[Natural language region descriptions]

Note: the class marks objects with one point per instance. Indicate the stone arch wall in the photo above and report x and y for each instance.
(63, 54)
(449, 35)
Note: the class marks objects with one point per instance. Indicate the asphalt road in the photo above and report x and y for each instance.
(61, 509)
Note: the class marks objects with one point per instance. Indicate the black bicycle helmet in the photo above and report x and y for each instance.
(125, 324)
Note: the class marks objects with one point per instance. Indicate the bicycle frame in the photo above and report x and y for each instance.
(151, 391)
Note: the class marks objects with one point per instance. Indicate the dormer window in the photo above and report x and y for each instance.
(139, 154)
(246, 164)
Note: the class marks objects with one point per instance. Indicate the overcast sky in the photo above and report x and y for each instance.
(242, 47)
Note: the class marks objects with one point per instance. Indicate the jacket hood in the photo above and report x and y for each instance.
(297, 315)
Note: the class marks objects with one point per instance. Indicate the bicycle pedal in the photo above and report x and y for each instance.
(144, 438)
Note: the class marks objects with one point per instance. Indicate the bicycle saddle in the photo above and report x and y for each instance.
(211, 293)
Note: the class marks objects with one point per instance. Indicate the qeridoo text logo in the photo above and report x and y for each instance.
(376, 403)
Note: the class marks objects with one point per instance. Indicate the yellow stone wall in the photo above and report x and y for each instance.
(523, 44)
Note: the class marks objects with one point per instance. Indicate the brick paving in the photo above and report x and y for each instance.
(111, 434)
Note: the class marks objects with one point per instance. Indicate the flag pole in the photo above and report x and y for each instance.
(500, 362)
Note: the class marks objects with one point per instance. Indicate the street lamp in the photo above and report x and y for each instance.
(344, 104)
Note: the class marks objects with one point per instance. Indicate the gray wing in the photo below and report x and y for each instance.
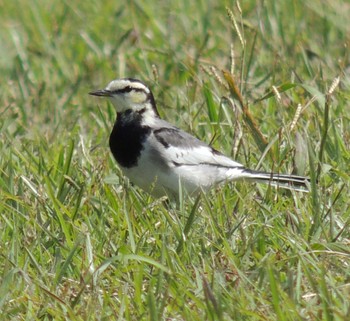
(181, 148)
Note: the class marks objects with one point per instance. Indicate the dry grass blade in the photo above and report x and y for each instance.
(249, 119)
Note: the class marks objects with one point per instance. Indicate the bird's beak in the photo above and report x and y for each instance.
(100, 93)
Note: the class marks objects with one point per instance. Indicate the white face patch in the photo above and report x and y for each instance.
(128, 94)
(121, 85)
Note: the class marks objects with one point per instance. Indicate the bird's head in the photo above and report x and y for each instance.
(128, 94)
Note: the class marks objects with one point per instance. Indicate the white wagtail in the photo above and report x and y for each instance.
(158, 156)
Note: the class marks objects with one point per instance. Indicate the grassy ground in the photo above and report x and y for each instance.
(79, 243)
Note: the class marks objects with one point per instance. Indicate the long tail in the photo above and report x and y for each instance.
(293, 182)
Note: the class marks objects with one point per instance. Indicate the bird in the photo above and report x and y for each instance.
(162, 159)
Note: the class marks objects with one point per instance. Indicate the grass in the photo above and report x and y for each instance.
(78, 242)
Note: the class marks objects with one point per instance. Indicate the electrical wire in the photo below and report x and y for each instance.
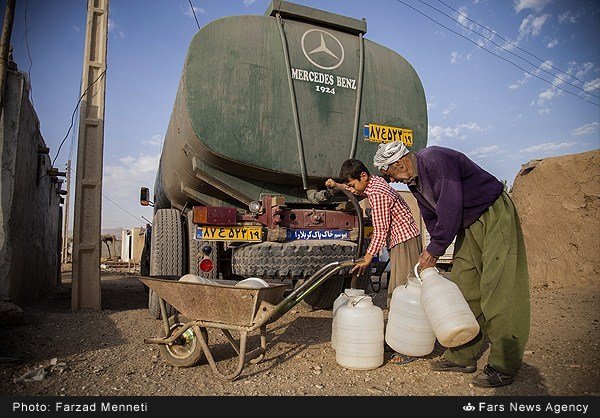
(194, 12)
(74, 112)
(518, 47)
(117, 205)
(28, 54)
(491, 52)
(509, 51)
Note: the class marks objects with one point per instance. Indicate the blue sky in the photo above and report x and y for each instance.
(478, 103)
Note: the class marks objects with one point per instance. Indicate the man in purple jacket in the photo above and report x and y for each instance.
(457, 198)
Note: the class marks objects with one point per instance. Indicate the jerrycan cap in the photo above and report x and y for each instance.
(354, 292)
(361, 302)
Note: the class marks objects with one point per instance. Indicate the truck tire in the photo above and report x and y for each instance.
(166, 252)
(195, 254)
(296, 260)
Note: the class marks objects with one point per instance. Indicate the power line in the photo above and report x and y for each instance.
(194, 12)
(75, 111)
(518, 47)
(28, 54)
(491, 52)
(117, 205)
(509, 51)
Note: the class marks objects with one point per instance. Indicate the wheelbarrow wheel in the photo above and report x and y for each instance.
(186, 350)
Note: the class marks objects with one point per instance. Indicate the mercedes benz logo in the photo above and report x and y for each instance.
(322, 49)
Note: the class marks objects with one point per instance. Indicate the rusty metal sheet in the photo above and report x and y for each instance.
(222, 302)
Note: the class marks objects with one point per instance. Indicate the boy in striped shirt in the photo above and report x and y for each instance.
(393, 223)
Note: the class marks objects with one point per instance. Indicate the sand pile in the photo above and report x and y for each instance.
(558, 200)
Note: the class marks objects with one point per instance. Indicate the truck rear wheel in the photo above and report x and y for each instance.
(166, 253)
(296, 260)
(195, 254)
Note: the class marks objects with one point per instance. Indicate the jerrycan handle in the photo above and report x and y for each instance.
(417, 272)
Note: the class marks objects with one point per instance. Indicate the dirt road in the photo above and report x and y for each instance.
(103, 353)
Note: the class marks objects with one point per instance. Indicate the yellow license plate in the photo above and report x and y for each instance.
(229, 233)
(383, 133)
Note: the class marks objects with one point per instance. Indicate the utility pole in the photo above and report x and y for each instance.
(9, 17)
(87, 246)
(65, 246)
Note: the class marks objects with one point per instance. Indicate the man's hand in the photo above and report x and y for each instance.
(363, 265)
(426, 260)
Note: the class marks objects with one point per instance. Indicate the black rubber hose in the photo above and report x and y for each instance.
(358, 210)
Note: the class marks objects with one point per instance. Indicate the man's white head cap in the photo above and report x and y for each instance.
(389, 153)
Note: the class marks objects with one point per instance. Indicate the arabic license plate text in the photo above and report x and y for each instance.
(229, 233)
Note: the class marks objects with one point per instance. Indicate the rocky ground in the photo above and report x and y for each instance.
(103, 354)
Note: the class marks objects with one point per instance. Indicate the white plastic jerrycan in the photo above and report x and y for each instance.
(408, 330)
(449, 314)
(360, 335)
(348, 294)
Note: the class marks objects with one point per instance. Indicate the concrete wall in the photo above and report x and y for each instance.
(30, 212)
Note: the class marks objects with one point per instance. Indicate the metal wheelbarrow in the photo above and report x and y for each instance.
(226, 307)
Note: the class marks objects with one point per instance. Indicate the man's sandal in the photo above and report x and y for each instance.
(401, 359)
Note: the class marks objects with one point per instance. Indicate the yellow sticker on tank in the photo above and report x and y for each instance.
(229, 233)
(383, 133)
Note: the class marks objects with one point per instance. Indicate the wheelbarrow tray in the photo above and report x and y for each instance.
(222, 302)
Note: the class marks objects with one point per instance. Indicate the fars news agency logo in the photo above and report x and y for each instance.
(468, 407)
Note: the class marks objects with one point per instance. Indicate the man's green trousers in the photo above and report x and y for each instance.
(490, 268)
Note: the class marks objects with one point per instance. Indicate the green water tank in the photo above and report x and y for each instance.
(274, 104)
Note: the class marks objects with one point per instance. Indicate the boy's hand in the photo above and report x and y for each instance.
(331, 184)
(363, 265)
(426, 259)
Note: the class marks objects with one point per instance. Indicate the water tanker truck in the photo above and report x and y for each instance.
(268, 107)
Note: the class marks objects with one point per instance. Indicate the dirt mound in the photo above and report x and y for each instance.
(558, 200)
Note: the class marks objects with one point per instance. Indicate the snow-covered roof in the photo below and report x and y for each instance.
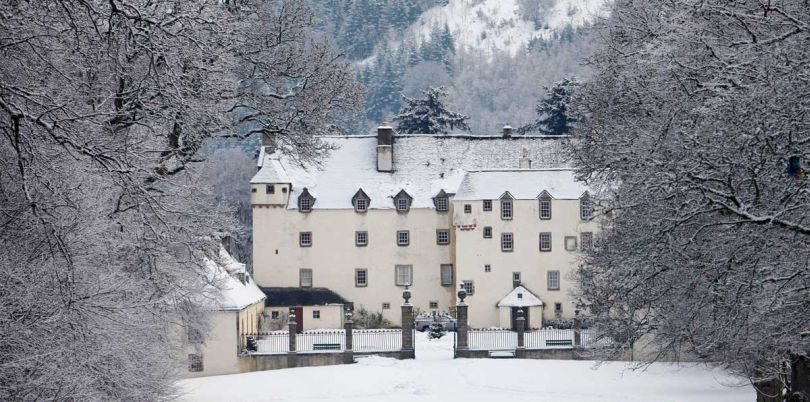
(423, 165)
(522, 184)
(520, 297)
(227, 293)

WORK TASK »
Hand back the data above exactly, leaving out all pictures.

PROBLEM SOLUTION »
Note: the class marks objects with one point per instance. Indicate the stone arch wall in the photo above and report x and y for each instance.
(63, 54)
(449, 35)
Note: the class marks objects with one point per instance. Indicate the asphalt road in the photo above and report x and y for each instance.
(61, 509)
Note: the class marks objects with one point per instance. Indicate the black bicycle helmet in the photo above and report x and y for each instance.
(125, 324)
Note: the class marks objects with one point per instance. Indicate the bicycle frame in the photo above and report x and y for each instance.
(151, 391)
Note: the class marks objects with one point per instance. Indicate the dormer window in the photo above and report x and y for each instance.
(139, 154)
(246, 164)
Note: the class marks objects with one point per instance. Indicate the overcast sky in the photo above and report x and y for each instance.
(242, 47)
Note: the class marks objects with one point per instance. Indicate the jacket hood in the photo above and report x and y for each instance.
(297, 315)
Note: the class marks objects with one point per instance. Indicate the bicycle pedal in the photo above and report x and y for each instance.
(144, 438)
Note: the class marks objects with one point per instance. Indicate the bicycle saddle in the photo above and report x and y for each instance.
(211, 293)
Note: the class marks objects with one point per instance. Indicate the qeridoo text logo in the photo above and report x and y for each instance.
(376, 403)
Note: the class marks objects with one point per instance. Indicate the yellow stone wall in the photo above and report x and y for each instance.
(523, 44)
Note: the class marks objects with one point per instance. Indicate the brick paving in the photo above and report x and y for each instance.
(111, 434)
Note: the class marks objects with one point per instance. Indicate the flag pole in the photo above and report x and y for each instance.
(500, 362)
Note: the class marks objects with one point per instance. Indicate the street lamp in the photo above and report x and y for each instance.
(344, 104)
Note: the class marks objects with one point per instance. Indicate the gray wing in the photo below and report x and y for each instance.
(181, 148)
Note: the class marks objects with one point per instance. Indicate the dry grass blade in the photo above and report x and y for each instance.
(249, 119)
Note: the class marks objects with one point per instance. Indicate the bird's beak in the photo above and report x and y for each instance.
(100, 93)
Note: the class marks objects with one point per instance. Indicate the white face patch in the photo above and report x and y for each instance.
(128, 94)
(121, 85)
Note: the class marks objects with one point per instance. Indicate the bird's head in the photo above and report x and y for each instance.
(128, 94)
Note: the class marks objects with one point per instance. Indicate the white wagtail in the photo above and report x and y for each instance.
(158, 156)
Note: the class marks objects with one point per instance. Indicate the grassy ground in the photo above and report x and y for each instance.
(79, 243)
Note: the class marks objects with one point per instance. Indicate the long tail in the photo above and report x and y for each instance.
(293, 182)
Note: the class marks objects with one point per instance. Indicate the bird in the photo above and report x and y for each instance.
(162, 159)
Note: the class marks objects with one point per instance. Indicate the grass in the photo above and report x and y for each instance.
(78, 242)
Note: the class marks objects with one point per instance. Indicate the electrical wire in the photo below and report x and y for each instance.
(194, 12)
(74, 112)
(518, 47)
(117, 205)
(28, 54)
(491, 52)
(509, 51)
Note: the class marks objects with one point per instance. Indicate the blue sky in the photo above and report x and y for each instance.
(478, 103)
Note: the class marks objects with one point per instance. Indicate the man in purple jacket in the photo above and report x and y for each instance.
(457, 198)
Note: the class marks objects with one point per instance. Indicate the jerrycan cap in the photo above and report x and y for each instance.
(354, 292)
(361, 302)
Note: the class marks objects with one point per instance. Indicate the truck tire in the photo above and report x and y for each instance.
(166, 252)
(195, 254)
(296, 260)
Note: the class marks objects with one point per instance. Indicate the power line in the photo above and report x and y for each instance.
(194, 12)
(75, 111)
(518, 47)
(28, 54)
(491, 52)
(117, 205)
(509, 51)
Note: the class marks objects with one point per instance. Indicate the wheelbarrow wheel in the photo above and report x and y for each instance.
(186, 350)
Note: the class marks objects with one point per instance. Indicate the mercedes benz logo in the photo above and report x and y for each instance.
(322, 49)
Note: the class marks objects with one point per instance. Indicate the rusty metal sheet in the photo above and report x and y for each instance.
(222, 302)
Note: the class marks objects with one point per instance. Indicate the boy in striped shirt in the photo above and report x and y for each instance.
(393, 223)
Note: the class marks objects with one point per instance. Indicate the sand pile in the photo above and report x and y for each instance.
(558, 200)
Note: the class marks objects with one point per instance. Indicate the truck rear wheel in the photo above and report x and y for each instance.
(166, 253)
(296, 260)
(195, 254)
Note: the class marks objects with one point per instance. Indicate the jerrycan handle in the photo above and report x and y for each instance.
(417, 272)
Note: the class marks objects with one point per instance. Indicate the dirt road in the photo above and report x and y for each instance.
(103, 353)
Note: the class marks objects with one point per instance. Indicate the yellow license plate in the photo above and report x and y for each instance.
(229, 233)
(383, 133)
Note: the class marks objects with one point per instance. Indicate the utility pole in the photo above and report x and y for each instance.
(9, 17)
(87, 246)
(65, 246)
Note: the class marks objects with one point per instance. Indicate the man's hand in the photo above and report x and y for each instance.
(363, 265)
(426, 260)
Note: the class marks objects with one point per instance. Indicate the black rubber hose in the photo above and report x and y for each instance.
(358, 210)
Note: the class marks objects with one point per instance. Indicate the man's white head cap in the photo above and report x and y for each instance.
(389, 153)
Note: the class marks objects with one point per instance. Indicate the arabic license plate text in the photo above and report x and y for each instance.
(229, 233)
Note: the class marks objects with one point per instance. Indicate the rocky ground in the photo above and report x and y for each instance.
(103, 354)
Note: the class marks objects with one point per instance. Indicate the white plastic jerrycan in the photo above and report x and y for each instance.
(408, 330)
(449, 314)
(360, 335)
(348, 294)
Note: the class marks objects with one point per instance. Indicate the concrete wall in the photo above and report x and y for each instance.
(30, 212)
Note: the class marks objects with one point per instance. Indicate the metal wheelbarrow in the photo above and report x and y for each instance.
(226, 307)
Note: the class marks objects with one point per instance. Indicate the man's sandal in the photo above and report x and y for each instance.
(401, 359)
Note: the class marks objects with one point per instance. Indicate the yellow sticker on tank in the photo above and report x and y for each instance.
(229, 233)
(383, 133)
Note: the class marks objects with one point per instance. Indicate the wheelbarrow tray in the photo above and report x and y for each instance.
(222, 302)
Note: the class marks objects with one point per instance. Indicate the fars news agency logo in the photo above and report x and y for each instance.
(468, 407)
Note: the class marks objects with one point per instance. Indicate the man's green trousers in the photo above and report x and y for each instance.
(490, 268)
Note: the class marks objects with one point per instance. Indicate the green water tank in the photo above and report x and y for each instance.
(274, 104)
Note: the class marks objects with one point per instance. Indicate the boy's hand in the photo above and report x and y for each instance.
(331, 184)
(363, 265)
(426, 259)
Note: the class marks objects with one point per instance. Indicate the water tanker truck in the photo above and report x and y for each instance.
(268, 107)
Note: the class marks objects with one point per instance. Indicate the dirt mound in the photo above and report x and y for each instance.
(558, 200)
Note: the class marks objects with one point per instance. Indicate the snow-covered roof in the photo below and report x and y for each instance.
(423, 165)
(522, 184)
(520, 297)
(227, 293)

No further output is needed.